EXERCISE.
Retype each entry below, keeping every character the same.

DATASET ENTRIES.
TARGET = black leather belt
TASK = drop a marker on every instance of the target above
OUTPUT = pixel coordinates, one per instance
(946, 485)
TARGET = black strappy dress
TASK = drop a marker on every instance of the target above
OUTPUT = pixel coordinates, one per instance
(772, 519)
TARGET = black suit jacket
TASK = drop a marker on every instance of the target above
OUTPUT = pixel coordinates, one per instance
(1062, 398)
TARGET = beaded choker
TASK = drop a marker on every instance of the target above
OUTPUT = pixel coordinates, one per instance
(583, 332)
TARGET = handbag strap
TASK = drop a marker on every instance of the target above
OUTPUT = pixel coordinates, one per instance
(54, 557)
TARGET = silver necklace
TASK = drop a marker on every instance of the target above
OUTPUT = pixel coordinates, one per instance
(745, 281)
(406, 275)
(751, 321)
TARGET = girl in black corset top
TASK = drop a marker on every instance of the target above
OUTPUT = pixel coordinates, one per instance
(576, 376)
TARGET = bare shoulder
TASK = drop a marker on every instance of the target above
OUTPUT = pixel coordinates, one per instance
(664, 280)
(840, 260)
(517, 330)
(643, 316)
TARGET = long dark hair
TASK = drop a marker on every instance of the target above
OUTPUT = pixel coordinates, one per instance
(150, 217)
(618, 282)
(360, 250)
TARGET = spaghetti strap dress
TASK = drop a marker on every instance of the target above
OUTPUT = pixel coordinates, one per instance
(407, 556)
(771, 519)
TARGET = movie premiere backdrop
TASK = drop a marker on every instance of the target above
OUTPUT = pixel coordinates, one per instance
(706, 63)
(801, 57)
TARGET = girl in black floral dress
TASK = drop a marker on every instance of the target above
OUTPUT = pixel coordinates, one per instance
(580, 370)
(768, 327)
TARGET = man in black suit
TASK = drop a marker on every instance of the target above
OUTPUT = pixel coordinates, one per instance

FINISHED EXERCISE.
TARGET = black leather belt
TASK = drop a marker on every instance of the target above
OUTPUT = pixel coordinates, one per instance
(946, 485)
TARGET = black strappy dress
TASK = drop a marker on every instance of the target above
OUTPUT = pixel coordinates, one per instance
(772, 519)
TARGET = black suit jacket
TASK = drop a marker on every instance of the target above
OUTPUT = pixel coordinates, one per instance
(1062, 398)
TARGET = beaded choker
TASK = drop a marker on every instance of the target above
OUTPUT = pixel coordinates, one per instance
(583, 332)
TARGET = handbag strap
TASK = drop a marker on every instance of the target above
OUTPUT = pixel coordinates, one per instance
(54, 557)
TARGET = silver necklace
TASK = drop a marker on every instance of the target above
OUTPUT = pixel coordinates, one per instance
(745, 281)
(406, 275)
(751, 321)
TARGET = girl in black corset top
TASK = drop a marker on every instance of the target above
OUTPUT = pixel coordinates, one per instance
(576, 376)
TARGET = bare shoulder
TASK = drop a marker on every instance of the target above
OUTPUT = pixel coordinates, one per instance
(664, 280)
(840, 260)
(517, 330)
(643, 316)
TARGET = long dark hair
TASK = drop a marker on every instance of the target above
OUTPUT = pixel coordinates, one per instance
(150, 217)
(618, 282)
(360, 250)
TARGET = spaghetti strap dress
TASK = drop a marker on every instance of the target above
OUTPUT = pixel coordinates, one per instance
(407, 556)
(771, 519)
TARGET = movie premiere backdrop
TASK = drop a marker on every instance of the target above
OUTPUT = pixel coordinates, one per instance
(706, 63)
(801, 57)
TARGET = girl in black floral dress
TASK = drop a marker on every instance of the target above
OUTPUT = pixel coordinates, one per instance
(580, 370)
(768, 327)
TARGET = man in black suit
TASK = drop a marker on every instance of the target above
OUTPUT = pixel coordinates, one per instance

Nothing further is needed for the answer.